[GIVEN TASK] Show every line in the rows below that contains the word "yellow". Case counts.
===============
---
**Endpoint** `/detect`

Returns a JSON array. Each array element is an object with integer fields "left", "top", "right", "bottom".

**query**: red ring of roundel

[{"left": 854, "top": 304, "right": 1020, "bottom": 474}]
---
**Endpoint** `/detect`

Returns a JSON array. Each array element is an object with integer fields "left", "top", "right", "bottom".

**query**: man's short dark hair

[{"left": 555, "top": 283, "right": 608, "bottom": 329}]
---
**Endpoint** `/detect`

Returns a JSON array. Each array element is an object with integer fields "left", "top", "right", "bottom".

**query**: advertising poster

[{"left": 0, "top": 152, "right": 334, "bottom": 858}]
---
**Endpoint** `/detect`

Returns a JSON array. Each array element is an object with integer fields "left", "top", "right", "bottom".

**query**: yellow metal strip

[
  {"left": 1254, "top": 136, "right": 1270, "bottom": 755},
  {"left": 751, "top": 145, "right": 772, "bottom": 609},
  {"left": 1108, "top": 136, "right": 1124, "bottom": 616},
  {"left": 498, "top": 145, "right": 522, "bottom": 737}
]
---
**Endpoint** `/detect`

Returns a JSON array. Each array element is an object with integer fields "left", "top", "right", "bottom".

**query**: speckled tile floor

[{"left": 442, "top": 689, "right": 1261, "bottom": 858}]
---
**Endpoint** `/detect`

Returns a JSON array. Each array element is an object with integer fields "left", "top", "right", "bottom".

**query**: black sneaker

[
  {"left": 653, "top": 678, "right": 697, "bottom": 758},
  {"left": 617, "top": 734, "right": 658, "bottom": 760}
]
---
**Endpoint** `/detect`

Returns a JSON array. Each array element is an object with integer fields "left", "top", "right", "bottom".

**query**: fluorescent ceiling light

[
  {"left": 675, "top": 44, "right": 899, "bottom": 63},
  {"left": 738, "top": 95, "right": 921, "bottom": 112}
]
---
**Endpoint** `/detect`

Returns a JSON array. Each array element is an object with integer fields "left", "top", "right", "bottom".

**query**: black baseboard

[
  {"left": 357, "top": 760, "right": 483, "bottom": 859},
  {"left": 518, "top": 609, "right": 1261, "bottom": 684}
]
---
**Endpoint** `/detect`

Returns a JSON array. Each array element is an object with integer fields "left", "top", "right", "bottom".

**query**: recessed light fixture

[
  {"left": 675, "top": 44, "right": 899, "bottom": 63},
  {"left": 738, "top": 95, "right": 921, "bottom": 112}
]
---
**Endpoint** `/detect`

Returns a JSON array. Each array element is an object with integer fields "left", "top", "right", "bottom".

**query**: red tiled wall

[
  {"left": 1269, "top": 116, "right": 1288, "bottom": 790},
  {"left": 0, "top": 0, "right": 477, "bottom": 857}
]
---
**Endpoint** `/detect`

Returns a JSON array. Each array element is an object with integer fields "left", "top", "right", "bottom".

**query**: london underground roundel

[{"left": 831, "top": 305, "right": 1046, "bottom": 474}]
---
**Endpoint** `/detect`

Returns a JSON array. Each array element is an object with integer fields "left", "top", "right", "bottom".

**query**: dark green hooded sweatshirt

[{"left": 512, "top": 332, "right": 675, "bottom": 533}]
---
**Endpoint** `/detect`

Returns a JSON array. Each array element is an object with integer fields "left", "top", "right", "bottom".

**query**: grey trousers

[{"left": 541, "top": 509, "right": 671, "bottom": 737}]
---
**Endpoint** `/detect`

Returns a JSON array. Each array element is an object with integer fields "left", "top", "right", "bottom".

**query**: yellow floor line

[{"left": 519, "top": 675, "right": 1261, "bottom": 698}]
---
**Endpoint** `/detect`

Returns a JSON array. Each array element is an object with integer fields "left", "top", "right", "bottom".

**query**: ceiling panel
===============
[FINISHED TASK]
**query**: yellow metal strip
**query**: yellow floor line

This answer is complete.